DATA SUPPLIED>

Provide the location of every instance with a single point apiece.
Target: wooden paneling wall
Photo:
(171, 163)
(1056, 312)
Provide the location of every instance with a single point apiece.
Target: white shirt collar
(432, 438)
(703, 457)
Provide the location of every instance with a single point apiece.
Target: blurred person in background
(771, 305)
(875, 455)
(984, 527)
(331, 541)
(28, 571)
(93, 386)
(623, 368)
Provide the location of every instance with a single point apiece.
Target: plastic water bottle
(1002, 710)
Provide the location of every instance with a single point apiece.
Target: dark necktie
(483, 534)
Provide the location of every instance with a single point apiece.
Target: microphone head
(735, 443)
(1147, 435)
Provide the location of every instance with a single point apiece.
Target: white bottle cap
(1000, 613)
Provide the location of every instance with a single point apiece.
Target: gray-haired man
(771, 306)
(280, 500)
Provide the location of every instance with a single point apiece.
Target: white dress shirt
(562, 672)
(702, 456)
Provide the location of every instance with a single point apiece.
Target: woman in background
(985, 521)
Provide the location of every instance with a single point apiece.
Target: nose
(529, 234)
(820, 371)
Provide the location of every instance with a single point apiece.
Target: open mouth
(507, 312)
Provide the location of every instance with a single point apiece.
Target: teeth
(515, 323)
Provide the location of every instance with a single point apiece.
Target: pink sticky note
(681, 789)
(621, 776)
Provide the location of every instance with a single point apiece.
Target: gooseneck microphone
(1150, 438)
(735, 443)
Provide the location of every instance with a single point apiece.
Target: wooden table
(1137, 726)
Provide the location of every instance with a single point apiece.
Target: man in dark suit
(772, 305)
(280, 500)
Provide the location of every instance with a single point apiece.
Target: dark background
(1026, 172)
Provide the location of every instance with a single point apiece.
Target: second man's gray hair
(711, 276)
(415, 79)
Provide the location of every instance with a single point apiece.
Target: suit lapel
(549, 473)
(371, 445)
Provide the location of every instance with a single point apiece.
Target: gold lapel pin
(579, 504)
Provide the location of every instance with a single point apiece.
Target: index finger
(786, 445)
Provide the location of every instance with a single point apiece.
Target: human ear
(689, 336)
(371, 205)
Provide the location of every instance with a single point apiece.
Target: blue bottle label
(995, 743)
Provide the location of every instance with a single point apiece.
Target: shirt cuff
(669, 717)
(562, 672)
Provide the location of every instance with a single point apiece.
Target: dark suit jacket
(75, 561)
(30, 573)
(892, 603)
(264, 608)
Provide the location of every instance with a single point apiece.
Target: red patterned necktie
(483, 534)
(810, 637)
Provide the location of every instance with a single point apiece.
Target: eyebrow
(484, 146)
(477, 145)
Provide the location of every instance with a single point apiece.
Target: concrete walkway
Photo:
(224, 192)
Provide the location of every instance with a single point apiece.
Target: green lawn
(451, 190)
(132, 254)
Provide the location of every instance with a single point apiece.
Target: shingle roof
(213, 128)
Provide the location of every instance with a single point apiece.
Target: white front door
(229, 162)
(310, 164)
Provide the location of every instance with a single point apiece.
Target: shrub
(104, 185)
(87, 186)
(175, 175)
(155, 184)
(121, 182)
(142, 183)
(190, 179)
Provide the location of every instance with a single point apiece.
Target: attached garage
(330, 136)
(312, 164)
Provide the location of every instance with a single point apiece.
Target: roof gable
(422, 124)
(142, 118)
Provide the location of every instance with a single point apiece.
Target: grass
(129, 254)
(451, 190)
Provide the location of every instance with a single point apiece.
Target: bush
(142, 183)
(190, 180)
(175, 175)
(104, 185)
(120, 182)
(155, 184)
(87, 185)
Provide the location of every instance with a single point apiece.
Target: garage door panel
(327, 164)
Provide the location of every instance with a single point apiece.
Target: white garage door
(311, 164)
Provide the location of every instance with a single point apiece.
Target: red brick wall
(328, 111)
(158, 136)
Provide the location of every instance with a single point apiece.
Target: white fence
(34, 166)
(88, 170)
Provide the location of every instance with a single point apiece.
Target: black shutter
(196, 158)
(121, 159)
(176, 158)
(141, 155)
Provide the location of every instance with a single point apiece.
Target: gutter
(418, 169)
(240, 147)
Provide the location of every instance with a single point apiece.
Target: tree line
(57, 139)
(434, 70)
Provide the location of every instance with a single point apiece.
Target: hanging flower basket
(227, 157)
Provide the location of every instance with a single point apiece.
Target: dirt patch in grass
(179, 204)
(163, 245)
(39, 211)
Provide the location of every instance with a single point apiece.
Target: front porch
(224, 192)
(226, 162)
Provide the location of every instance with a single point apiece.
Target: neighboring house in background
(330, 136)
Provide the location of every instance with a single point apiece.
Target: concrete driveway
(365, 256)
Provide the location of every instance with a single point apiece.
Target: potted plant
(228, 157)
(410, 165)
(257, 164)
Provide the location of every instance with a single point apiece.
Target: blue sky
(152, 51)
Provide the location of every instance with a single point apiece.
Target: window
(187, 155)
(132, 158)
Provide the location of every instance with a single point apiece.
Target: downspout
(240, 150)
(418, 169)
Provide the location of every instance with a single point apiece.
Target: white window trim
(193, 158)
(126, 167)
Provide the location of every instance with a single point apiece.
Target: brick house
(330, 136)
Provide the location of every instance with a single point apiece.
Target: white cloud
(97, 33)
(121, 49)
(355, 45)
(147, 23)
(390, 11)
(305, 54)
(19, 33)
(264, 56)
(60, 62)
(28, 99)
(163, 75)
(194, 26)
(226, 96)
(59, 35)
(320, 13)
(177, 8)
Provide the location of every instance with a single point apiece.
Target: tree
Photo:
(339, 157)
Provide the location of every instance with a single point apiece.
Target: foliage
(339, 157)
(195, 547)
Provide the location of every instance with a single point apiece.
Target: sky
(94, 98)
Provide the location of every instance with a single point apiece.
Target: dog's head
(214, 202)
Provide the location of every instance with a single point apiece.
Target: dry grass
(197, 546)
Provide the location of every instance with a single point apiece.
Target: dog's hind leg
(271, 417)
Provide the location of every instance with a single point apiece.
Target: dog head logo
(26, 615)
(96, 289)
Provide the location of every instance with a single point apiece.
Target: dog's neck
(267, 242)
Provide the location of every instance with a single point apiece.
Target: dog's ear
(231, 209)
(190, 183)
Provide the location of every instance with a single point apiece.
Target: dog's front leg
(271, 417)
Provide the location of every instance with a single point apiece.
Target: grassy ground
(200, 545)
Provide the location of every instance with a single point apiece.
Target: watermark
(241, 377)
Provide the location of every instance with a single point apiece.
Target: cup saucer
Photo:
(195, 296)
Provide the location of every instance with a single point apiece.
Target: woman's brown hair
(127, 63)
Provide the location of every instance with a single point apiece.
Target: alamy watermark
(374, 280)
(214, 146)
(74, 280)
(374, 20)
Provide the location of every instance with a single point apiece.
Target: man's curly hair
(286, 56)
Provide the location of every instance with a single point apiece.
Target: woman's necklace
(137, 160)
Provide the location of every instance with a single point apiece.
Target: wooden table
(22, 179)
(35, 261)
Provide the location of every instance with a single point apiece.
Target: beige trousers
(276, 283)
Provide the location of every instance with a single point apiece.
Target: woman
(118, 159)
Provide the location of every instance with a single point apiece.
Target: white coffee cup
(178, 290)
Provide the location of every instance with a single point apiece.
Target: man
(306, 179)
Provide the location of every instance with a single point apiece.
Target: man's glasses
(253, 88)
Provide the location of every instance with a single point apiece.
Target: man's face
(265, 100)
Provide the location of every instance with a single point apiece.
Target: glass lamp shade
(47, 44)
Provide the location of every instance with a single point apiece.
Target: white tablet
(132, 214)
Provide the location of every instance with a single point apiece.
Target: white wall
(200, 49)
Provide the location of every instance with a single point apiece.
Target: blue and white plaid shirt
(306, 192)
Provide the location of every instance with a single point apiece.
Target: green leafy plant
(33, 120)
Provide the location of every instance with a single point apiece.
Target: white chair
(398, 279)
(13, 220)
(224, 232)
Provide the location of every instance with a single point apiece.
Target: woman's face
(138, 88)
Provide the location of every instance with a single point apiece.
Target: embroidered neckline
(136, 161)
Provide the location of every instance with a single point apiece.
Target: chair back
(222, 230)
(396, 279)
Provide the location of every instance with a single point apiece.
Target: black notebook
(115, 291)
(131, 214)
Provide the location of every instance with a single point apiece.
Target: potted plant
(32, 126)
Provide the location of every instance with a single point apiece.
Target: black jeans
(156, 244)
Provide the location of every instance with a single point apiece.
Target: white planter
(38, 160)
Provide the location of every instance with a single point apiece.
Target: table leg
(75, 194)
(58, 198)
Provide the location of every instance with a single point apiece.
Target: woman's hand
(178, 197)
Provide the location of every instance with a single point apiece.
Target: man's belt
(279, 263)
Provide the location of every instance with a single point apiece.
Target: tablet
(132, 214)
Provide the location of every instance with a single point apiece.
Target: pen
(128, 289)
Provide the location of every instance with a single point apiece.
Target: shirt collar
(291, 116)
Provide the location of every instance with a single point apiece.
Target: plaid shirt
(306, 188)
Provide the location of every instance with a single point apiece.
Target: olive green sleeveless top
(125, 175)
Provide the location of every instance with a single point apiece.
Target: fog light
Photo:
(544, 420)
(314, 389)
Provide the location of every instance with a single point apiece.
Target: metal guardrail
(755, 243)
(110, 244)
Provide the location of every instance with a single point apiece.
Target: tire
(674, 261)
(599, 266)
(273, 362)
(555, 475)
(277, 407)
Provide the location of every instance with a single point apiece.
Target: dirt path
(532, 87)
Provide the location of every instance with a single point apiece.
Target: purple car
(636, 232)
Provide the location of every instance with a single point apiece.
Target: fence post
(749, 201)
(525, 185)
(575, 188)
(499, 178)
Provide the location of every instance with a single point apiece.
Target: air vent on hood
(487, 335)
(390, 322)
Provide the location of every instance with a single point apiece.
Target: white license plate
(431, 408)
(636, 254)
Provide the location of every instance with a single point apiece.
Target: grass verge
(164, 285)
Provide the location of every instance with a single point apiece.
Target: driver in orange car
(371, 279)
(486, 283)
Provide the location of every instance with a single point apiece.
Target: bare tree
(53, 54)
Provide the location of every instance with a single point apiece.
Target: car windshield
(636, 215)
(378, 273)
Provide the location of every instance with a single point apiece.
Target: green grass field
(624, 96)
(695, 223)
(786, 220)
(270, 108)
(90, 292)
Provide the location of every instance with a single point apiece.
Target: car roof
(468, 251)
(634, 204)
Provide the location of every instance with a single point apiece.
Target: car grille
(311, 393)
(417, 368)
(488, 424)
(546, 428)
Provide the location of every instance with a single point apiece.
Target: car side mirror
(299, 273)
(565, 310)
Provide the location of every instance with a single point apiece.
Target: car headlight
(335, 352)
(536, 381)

EXERCISE>
Go to the line holding "Target: purple car" in the entries above and return it, along with every line after it, exactly as written.

ANSWER FOR THE TASK>
Target: purple car
(636, 232)
Provide the location of every instance with a single point apiece.
Target: fence post
(749, 201)
(525, 185)
(575, 188)
(499, 178)
Provide the location of every instance with a single point apiece.
Target: air vent on hood
(487, 335)
(390, 322)
Provide the location of every instance with a single point apiece.
Target: white license plate
(431, 408)
(636, 254)
Provide the location of every instance with a single point apiece.
Target: grass verge
(164, 285)
Provide the location of every instance with a single point apiece.
Target: driver in orange car
(371, 279)
(486, 283)
Provide the location of every instance with a single point apiece.
Target: bare tree
(53, 54)
Provide the location of every instance with a single point apiece.
Target: car windshield
(636, 215)
(378, 273)
Provide the location of every instance with a single point apiece.
Target: green grass field
(624, 96)
(695, 223)
(786, 220)
(270, 108)
(90, 292)
Provide the location of every instance with a single point apiece.
Target: car roof
(468, 251)
(634, 204)
Provide the location of every instance with a single point apiece.
Target: car grille
(311, 393)
(417, 368)
(488, 424)
(546, 428)
Provide the location of every instance with a single point apiece.
Target: car side mirror
(299, 273)
(565, 310)
Provide the location of every instance with a single point apiece.
Target: car headlight
(335, 352)
(536, 381)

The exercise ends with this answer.